§ **Task statement**:
Count the lines in the items below that contain the word "black", and give only that number.

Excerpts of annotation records
■ ■ ■
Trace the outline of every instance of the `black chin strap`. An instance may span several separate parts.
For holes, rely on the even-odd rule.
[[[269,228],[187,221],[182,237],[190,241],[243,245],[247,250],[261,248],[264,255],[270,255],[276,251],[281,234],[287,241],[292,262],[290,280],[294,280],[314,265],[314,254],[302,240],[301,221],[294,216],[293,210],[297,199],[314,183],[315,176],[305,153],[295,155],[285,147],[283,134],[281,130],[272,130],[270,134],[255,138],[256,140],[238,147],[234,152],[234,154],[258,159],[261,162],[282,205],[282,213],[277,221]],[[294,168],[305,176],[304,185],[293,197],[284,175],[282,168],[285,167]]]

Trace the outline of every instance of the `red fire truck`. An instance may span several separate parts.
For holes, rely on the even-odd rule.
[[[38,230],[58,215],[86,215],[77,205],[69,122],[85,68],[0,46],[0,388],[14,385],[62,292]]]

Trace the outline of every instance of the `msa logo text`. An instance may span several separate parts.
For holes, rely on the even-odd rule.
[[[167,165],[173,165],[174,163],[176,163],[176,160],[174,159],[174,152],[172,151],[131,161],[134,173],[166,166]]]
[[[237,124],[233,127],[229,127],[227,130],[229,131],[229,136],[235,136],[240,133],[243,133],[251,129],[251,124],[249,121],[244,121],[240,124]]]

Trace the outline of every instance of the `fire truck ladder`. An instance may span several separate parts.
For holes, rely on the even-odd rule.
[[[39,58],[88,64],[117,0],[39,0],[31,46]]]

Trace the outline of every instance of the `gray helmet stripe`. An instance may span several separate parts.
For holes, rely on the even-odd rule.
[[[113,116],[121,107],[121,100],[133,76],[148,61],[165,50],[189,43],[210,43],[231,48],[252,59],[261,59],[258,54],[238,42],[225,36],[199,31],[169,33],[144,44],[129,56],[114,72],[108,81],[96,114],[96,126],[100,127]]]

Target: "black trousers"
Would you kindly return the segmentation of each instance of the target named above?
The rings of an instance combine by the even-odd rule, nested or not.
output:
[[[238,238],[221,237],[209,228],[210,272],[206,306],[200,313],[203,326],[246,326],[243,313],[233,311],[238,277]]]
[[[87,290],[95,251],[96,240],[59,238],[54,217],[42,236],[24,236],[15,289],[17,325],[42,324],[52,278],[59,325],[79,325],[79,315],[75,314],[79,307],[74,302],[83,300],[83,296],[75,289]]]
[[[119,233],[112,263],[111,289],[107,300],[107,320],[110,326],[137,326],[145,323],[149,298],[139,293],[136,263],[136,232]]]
■ ■ ■
§ **Correct response**:
2